[ASSIGNMENT 1]: In the text on preeclampsia diagnosis, print the passage from "Prof. Patricia Maguire" up to and including "diagnostics for pre-eclampsia.".
[ASSIGNMENT 2]: Render this sentence from the text on preeclampsia diagnosis in Spanish: "Pre-eclampsia is a serious complication affecting one in every 12 pregnancies."
[ASSIGNMENT 3]: Go on with the text on preeclampsia diagnosis from where it stops.

[[ READING PASSAGE open ]]

Revolutionising Preeclampsia Diagnosis: How AI is Transforming Maternal and Neonatal Healthcare ▶

Speakers

Prof. Patricia Maguire - UCD

Patricia’s research focuses on circulating platelets in our blood and how they can be educated by their environment and take in important information about our health and disease. Combining her world leading expertise in understanding platelets together with Omics and machine learning technologies, she has developed PALADIN (PlAteLet-bAsed DIagNostics) a technology platform that reinvents how to find high-quality disease-specific diagnostics in the blood. Once these diagnostics are uncovered using PALADIN then they can be easily detected in any existing plasma sample. PALADIN can in theory be applied to any disease where platelets have been implicated for example: breast cancer, colon cancer, Alzheimer’s disease & Rheumatoid Arthritis; and to date, Patricia has used PALADIN to find clinically useful diagnostics for pre-eclampsia.

Pre-eclampsia is a serious complication affecting one in every 12 pregnancies. Annually, pre-eclampsia claims the lives of 70,000 mothers and 500,000 babies, making it one of the world’s deadliest pregnancy complications. At present, birth of the baby is the only treatment and safest for the mother. However, pre-term delivery is associated with a significant risk of long-term neurodevelopmental infant morbidity and mortality, and accounts for a huge proportion of admissions to neonatal ICU. While tests to ‘rule out’ pre-eclampsia are in clinical use, they are of limited value and no test is currently available to meet the crucial clinical challenge of either diagnosis or prognosis of pre-eclampsia. Patricia has recently used PALADIN to develop a new blood-based risk stratification tool for pre-eclampsia called AI_PREMie, which combines patent-pending biomarkers with artificial intelligence to both diagnose and risk stratify pre-eclampsia.  AI_PREMie is currently being trialled in three of Ireland’s largest and busiest maternity hospitals (covering 50% of all births in Ireland) providing compelling preliminary evidence that this technology works in the real world.

[[ READING PASSAGE closed ]]
[[ EXTRACTED INFORMATION open ]]

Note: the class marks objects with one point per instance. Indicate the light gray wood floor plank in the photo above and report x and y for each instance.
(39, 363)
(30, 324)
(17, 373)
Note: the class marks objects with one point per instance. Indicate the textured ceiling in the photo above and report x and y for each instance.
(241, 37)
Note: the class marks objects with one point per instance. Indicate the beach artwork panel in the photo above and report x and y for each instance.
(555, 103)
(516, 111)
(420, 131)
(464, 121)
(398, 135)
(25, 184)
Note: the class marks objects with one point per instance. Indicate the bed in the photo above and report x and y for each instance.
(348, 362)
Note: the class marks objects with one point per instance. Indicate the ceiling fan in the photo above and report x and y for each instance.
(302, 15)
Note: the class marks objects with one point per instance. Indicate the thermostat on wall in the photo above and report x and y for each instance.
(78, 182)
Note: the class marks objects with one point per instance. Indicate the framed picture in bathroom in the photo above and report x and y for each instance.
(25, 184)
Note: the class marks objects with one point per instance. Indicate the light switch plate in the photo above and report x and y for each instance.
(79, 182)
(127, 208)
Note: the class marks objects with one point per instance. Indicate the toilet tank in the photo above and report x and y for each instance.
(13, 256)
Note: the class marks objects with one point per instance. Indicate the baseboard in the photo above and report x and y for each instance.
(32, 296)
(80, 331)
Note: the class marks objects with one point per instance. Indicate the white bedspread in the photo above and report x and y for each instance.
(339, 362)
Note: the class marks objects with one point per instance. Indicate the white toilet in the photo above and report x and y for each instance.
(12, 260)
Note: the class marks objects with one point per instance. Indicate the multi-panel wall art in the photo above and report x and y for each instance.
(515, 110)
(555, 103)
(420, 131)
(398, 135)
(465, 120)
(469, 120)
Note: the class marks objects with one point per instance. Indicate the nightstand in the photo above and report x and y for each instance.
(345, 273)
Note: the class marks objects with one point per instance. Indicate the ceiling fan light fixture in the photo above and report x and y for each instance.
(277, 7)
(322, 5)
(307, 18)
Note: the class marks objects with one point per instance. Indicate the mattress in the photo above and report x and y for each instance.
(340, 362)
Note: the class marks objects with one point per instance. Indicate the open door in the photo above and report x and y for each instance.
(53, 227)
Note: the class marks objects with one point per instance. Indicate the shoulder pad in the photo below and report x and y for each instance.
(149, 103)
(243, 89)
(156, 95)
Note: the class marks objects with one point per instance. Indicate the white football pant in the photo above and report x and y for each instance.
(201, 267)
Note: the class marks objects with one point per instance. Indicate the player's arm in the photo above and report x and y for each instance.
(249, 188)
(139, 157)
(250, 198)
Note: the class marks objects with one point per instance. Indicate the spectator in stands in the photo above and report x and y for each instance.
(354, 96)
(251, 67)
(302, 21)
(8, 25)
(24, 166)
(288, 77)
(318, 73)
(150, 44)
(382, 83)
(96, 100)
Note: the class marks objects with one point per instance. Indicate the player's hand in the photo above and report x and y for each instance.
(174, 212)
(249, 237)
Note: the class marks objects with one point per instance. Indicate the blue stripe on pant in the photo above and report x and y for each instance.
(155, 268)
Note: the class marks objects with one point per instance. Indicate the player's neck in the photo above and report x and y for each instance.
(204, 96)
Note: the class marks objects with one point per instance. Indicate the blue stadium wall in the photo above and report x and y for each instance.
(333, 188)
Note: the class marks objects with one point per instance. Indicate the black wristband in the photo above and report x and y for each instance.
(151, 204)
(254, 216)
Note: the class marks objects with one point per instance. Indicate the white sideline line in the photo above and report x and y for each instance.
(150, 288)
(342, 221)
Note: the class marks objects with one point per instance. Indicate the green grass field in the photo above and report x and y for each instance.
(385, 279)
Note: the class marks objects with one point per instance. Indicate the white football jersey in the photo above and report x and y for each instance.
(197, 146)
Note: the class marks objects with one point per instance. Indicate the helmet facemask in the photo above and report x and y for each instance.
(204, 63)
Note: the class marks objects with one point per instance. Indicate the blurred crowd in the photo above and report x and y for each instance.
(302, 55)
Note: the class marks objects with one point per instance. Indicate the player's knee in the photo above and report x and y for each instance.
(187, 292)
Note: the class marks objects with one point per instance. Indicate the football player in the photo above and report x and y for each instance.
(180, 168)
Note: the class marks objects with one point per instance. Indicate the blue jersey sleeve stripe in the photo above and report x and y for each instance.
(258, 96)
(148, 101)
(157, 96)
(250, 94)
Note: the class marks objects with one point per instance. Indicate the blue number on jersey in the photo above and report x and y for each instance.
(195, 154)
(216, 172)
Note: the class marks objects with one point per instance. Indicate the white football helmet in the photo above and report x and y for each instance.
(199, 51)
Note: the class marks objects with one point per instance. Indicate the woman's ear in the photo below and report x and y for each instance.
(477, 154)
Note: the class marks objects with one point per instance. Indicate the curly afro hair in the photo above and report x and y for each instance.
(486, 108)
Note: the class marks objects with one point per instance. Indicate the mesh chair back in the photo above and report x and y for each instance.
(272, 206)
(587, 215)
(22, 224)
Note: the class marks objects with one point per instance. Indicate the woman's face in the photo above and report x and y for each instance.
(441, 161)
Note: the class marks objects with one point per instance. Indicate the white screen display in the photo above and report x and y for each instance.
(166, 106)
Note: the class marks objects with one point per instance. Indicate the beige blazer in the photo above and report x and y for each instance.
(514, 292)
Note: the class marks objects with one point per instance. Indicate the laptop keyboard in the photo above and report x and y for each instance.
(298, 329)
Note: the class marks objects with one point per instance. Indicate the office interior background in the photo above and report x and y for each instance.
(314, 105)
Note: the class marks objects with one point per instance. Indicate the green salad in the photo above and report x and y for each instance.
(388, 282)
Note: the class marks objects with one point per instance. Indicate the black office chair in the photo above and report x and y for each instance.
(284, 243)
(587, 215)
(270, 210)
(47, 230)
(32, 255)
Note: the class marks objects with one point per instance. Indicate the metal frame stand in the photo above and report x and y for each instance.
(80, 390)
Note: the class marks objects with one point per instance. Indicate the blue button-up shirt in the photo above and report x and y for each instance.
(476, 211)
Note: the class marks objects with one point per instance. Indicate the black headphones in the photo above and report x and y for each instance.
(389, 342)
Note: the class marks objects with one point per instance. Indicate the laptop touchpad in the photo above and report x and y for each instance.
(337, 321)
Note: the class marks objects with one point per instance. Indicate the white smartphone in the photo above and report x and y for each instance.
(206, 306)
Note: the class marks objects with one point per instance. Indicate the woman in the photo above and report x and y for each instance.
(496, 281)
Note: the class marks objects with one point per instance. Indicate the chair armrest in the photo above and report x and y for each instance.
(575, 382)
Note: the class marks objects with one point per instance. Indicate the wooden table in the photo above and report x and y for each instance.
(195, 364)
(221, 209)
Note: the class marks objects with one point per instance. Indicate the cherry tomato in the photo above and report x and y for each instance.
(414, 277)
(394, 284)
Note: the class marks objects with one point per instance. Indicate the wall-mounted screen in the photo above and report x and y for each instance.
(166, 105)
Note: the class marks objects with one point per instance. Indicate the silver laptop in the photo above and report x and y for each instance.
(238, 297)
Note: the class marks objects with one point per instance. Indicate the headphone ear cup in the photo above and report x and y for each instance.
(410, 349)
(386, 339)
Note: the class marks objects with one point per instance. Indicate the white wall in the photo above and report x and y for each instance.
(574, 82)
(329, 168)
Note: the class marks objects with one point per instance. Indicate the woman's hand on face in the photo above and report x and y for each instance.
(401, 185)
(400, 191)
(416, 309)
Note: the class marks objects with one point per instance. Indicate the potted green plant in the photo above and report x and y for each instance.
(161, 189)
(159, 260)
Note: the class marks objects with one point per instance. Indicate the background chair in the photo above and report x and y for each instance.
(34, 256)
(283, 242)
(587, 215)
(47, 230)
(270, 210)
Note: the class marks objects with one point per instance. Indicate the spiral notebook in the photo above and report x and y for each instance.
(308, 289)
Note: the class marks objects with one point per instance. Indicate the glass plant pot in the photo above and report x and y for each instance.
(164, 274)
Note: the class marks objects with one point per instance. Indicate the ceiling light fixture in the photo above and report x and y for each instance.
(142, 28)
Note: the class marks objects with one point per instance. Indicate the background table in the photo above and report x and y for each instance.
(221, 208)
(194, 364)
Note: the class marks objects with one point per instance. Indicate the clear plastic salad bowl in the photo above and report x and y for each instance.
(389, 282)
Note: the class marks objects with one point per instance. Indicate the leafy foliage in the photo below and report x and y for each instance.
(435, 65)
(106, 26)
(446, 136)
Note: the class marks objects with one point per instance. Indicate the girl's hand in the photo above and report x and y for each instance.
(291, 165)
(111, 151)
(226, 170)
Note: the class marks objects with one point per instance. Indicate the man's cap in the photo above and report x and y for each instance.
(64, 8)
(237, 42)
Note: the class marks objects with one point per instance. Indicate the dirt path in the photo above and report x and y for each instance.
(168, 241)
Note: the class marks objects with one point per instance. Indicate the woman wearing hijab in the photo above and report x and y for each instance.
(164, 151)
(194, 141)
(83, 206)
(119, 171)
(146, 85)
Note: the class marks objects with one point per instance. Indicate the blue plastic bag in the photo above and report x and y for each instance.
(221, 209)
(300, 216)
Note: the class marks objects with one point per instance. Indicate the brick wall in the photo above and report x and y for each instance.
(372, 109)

[[ EXTRACTED INFORMATION closed ]]

[OUTPUT 1]:
Prof. Patricia Maguire - UCD

Patricia’s research focuses on circulating platelets in our blood and how they can be educated by their environment and take in important information about our health and disease. Combining her world leading expertise in understanding platelets together with Omics and machine learning technologies, she has developed PALADIN (PlAteLet-bAsed DIagNostics) a technology platform that reinvents how to find high-quality disease-specific diagnostics in the blood. Once these diagnostics are uncovered using PALADIN then they can be easily detected in any existing plasma sample. PALADIN can in theory be applied to any disease where platelets have been implicated for example: breast cancer, colon cancer, Alzheimer’s disease & Rheumatoid Arthritis; and to date, Patricia has used PALADIN to find clinically useful diagnostics for pre-eclampsia.

[OUTPUT 2]: La preeclampsia es una complicación grave que afecta a uno de cada 12 embarazos.

[OUTPUT 3]:
AI_PREMie has achieved both national and international recognition including winning the NovaUCD Invention of the Year Award (2021); the AI Ireland Awards, Best Application of AI to achieve Social Good (2022); the AI Ireland Awards, Best Application of AI in an Academic Research Body (2022); and the AI and Analytics Award for Societal Good (2023). Moreover, the International Research Centre on Artificial Intelligence (IRCAI), under the auspices of UNESCO, selected AI_PREMie as “Excellent” in the list of the world’s top 100 projects using AI to solve problems related to the 17 United Nations SDGs.